# About this exercise
From the line that contains "cabinet handle in this photo." down to the last line of the data below, transcribe every line exactly.
****************
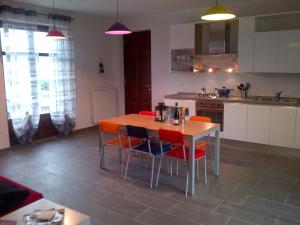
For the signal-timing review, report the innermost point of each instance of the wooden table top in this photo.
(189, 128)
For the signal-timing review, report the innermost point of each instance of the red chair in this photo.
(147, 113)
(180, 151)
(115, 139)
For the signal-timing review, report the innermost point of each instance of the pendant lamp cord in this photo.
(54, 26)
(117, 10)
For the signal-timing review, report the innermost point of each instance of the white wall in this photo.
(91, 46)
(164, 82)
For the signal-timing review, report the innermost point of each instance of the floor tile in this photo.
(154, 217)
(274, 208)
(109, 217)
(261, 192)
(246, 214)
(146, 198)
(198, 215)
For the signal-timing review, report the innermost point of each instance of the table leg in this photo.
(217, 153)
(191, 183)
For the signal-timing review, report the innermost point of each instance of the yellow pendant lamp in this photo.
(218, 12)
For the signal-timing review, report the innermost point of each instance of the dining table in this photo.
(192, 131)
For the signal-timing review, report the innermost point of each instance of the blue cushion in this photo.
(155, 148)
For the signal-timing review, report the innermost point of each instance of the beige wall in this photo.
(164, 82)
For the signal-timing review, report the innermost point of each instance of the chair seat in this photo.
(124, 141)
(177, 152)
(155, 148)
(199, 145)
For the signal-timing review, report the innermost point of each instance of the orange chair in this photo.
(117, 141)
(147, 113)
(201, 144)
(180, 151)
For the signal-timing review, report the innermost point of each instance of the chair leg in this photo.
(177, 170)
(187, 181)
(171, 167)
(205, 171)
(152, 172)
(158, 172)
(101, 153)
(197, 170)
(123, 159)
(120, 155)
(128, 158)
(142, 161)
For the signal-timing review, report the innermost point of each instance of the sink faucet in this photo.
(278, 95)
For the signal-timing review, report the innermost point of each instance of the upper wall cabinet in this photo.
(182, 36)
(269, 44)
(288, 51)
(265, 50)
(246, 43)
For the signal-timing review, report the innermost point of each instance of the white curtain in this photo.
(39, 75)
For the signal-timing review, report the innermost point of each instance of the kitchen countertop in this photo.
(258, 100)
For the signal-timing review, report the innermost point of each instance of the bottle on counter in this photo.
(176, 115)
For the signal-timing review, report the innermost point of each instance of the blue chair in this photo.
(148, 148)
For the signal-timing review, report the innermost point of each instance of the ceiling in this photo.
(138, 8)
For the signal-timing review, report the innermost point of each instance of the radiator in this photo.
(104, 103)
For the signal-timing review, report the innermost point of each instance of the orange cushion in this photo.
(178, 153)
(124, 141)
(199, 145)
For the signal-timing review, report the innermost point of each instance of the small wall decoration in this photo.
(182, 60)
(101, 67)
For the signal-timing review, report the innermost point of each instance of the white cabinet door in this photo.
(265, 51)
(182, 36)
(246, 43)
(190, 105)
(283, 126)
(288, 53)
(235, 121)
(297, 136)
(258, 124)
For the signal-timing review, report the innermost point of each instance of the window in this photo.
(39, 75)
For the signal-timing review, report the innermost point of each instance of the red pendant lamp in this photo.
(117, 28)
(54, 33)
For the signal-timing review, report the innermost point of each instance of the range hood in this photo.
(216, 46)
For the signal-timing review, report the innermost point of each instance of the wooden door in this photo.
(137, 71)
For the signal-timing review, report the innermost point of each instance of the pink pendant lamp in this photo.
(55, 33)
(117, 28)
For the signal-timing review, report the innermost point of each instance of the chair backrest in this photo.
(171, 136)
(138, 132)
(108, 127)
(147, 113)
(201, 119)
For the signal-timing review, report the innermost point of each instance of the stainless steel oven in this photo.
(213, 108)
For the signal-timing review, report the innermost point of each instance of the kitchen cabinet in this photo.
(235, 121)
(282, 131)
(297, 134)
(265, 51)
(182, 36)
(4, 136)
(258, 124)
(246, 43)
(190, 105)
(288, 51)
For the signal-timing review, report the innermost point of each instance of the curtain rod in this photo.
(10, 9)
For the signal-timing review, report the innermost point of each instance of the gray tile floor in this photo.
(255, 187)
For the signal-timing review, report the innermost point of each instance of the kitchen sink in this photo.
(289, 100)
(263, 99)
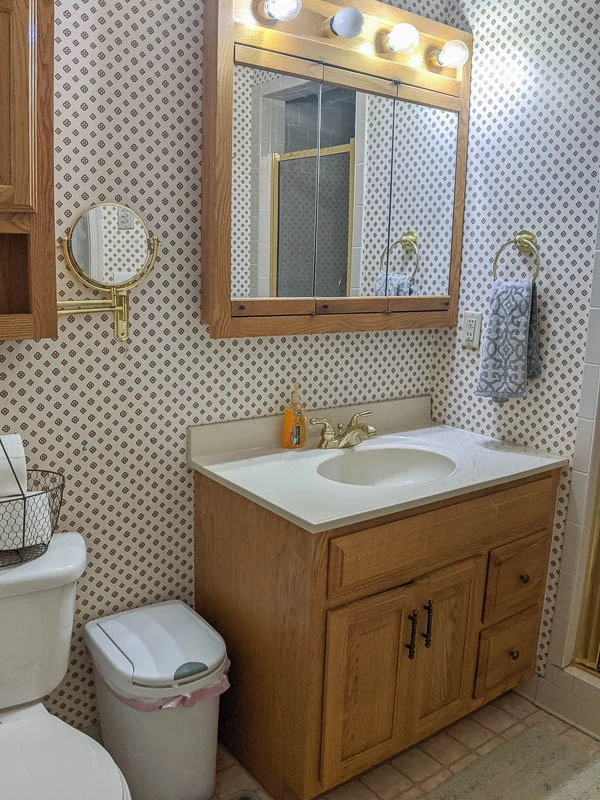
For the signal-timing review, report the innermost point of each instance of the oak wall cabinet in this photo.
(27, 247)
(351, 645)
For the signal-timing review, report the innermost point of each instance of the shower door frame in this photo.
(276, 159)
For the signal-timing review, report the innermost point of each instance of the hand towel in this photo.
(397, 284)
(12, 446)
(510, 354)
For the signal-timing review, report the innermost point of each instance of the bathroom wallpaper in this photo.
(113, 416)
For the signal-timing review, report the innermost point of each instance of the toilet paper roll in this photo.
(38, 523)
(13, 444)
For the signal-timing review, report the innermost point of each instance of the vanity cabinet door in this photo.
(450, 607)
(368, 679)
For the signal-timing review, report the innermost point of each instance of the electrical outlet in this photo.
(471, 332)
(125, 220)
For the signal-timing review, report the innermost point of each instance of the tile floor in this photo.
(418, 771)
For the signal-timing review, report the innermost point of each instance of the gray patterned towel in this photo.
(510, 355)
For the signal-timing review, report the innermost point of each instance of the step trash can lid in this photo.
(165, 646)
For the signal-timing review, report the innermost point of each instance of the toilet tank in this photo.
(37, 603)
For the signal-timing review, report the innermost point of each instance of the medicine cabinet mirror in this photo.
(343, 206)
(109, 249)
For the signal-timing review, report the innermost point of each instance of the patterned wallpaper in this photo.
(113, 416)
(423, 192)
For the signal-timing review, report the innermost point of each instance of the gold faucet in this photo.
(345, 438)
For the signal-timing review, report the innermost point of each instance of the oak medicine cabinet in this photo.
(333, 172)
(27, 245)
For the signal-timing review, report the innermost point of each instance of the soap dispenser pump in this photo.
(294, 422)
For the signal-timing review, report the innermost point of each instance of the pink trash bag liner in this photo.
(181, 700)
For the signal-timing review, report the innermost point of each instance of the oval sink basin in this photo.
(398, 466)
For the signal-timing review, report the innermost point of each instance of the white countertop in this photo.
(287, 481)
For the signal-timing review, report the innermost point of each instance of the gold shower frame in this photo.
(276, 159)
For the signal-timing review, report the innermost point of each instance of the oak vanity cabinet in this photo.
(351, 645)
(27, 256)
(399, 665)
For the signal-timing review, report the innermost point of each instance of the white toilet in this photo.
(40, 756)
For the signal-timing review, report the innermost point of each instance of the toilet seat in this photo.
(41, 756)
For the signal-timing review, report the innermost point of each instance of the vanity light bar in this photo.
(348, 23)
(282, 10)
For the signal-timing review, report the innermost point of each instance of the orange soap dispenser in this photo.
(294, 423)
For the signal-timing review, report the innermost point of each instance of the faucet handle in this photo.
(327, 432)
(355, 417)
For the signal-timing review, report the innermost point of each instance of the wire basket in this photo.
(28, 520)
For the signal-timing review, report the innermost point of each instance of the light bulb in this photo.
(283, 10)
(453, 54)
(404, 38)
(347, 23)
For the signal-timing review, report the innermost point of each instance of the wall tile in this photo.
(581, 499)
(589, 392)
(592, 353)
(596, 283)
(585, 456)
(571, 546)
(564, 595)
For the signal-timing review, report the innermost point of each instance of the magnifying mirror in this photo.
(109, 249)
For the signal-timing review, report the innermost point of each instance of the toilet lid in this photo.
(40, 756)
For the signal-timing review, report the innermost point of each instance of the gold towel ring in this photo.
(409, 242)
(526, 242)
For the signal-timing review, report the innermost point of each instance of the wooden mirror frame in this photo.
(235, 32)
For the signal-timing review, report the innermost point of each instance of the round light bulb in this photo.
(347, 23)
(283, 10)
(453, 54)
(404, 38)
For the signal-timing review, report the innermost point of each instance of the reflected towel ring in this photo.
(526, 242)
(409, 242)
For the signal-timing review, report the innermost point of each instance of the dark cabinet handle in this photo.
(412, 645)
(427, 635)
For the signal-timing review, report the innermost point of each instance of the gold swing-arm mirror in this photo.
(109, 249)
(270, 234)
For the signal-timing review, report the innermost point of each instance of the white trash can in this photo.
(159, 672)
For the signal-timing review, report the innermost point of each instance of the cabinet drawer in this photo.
****************
# Solution for this problem
For the signal-timing review, report the innermost point of each instance of the dark cabinet handle in this photo.
(412, 645)
(427, 635)
For the signal-timing review, report the innermost point of each instance of the gold swing-arm mirror in this photo.
(109, 249)
(270, 234)
For the signal-timing review, report the innermost point of each instance of the white trash can in this photo.
(159, 672)
For the signal-timing review, report the innermost point of each instance of the cabinet drawer in this photo.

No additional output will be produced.